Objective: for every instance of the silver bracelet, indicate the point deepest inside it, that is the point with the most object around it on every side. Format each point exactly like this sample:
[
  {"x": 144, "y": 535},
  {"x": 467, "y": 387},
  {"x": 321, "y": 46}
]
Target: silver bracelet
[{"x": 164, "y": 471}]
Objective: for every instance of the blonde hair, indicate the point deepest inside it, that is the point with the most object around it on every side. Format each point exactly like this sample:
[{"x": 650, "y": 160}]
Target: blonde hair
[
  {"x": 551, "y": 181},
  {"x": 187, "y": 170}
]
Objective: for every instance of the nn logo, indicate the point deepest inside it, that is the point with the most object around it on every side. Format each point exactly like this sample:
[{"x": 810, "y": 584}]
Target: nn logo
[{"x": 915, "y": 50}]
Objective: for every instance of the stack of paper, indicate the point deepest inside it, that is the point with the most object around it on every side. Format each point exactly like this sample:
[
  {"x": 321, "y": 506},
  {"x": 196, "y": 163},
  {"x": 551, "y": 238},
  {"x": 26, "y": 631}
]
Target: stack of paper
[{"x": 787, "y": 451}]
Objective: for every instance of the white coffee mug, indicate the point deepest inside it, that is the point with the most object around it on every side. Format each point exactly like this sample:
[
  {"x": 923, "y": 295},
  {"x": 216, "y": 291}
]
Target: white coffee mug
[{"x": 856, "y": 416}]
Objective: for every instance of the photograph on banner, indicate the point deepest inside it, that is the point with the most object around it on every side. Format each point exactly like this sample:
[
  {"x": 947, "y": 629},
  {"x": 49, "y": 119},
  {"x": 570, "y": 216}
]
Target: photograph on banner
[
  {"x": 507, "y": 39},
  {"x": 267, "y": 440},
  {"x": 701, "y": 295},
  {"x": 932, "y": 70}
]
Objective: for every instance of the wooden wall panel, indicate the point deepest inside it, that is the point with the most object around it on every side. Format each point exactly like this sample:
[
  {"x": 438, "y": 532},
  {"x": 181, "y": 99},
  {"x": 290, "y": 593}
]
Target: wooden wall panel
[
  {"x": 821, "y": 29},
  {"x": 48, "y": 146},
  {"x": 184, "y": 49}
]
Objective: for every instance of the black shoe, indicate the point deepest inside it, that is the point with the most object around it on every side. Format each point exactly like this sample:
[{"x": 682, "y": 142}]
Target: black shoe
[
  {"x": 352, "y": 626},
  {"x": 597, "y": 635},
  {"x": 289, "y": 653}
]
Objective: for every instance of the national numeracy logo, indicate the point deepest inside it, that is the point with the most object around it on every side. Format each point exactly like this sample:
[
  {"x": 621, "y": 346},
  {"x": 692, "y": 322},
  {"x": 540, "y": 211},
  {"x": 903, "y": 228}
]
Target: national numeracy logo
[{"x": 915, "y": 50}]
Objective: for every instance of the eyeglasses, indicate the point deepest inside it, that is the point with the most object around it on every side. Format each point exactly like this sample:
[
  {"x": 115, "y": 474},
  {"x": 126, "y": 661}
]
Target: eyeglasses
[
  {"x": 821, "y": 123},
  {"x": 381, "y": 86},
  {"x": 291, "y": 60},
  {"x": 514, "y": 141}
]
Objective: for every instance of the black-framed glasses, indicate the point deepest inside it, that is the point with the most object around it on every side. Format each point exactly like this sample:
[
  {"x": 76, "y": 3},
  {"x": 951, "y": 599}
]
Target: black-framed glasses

> **TRY IT**
The entries above must be output exactly, with every line preserved.

> **TASK OUTPUT**
Objective: for every instance of the silver bracelet, indicate the point deepest inside it, that is the point with the most object around it on every side. Format each point exactly like this sample:
[
  {"x": 144, "y": 535},
  {"x": 467, "y": 387},
  {"x": 321, "y": 46}
]
Target: silver bracelet
[{"x": 164, "y": 471}]
Objective: for every instance of the blonde hair, indicate the point deepest inside it, that is the point with the most object around it on every side. Format each point exactly like this sample:
[{"x": 650, "y": 160}]
Target: blonde hair
[
  {"x": 551, "y": 181},
  {"x": 187, "y": 170}
]
Objective: for every instance of the nn logo, indicate the point deepest inside it, that is the point with the most object around it on every side. Format each point exactly like this sample:
[{"x": 810, "y": 584}]
Target: nn logo
[{"x": 915, "y": 50}]
Objective: for every instance of the stack of paper, indicate the point deepest inside it, that is the point with the most object around it on every side. Format each point exactly like this sample:
[
  {"x": 321, "y": 506},
  {"x": 196, "y": 163},
  {"x": 551, "y": 238},
  {"x": 26, "y": 631}
]
Target: stack of paper
[{"x": 787, "y": 451}]
Objective: for every instance of the white coffee mug, indicate the point deepest inside it, that is the point with the most object around it on every side. Format each point exactly like this sample:
[
  {"x": 923, "y": 295},
  {"x": 216, "y": 291}
]
Target: white coffee mug
[{"x": 856, "y": 416}]
Objective: for every instance of the photograph on banner, indicate the point deepest inside it, that is the point with the most object around it on every side. Format each point exactly like this sample:
[
  {"x": 947, "y": 629},
  {"x": 49, "y": 119},
  {"x": 570, "y": 216}
]
Target: photograph on banner
[
  {"x": 507, "y": 39},
  {"x": 267, "y": 440},
  {"x": 701, "y": 295},
  {"x": 932, "y": 70}
]
Objective: for every instance of the wooden wall panel, indicate the point deepest inside it, that is the point with the most object around it on every side. Format each point exactly like this sample:
[
  {"x": 438, "y": 532},
  {"x": 181, "y": 99},
  {"x": 290, "y": 593}
]
Target: wooden wall panel
[
  {"x": 821, "y": 29},
  {"x": 48, "y": 146},
  {"x": 184, "y": 49}
]
Objective: for every instance of the black shoe, indicate the point deepest inside it, that is the point with the most object around it on every side. Format each point exactly like this sample:
[{"x": 682, "y": 142}]
Target: black shoe
[
  {"x": 352, "y": 626},
  {"x": 597, "y": 635},
  {"x": 289, "y": 653}
]
Objective: for every instance of the national numeracy logo, indicate the point deepest inside it, that is the point with the most object around it on every side. Format each point exactly like this sample:
[
  {"x": 621, "y": 346},
  {"x": 692, "y": 322},
  {"x": 540, "y": 211},
  {"x": 903, "y": 228}
]
Target: national numeracy logo
[{"x": 915, "y": 50}]
Objective: for every instance of the eyeglasses, indicate the point deepest inside it, that is the point with the most object around it on every side. Format each point exactly like this sample:
[
  {"x": 115, "y": 474},
  {"x": 126, "y": 661}
]
Target: eyeglasses
[
  {"x": 821, "y": 123},
  {"x": 381, "y": 86},
  {"x": 291, "y": 60},
  {"x": 514, "y": 141}
]
Objective: for every instance of the black-framed glasses, indicate the point deepest inside it, that is the point with the most object around it on every side. Format each point exactly like this sample:
[
  {"x": 76, "y": 3},
  {"x": 951, "y": 599}
]
Target: black-framed glasses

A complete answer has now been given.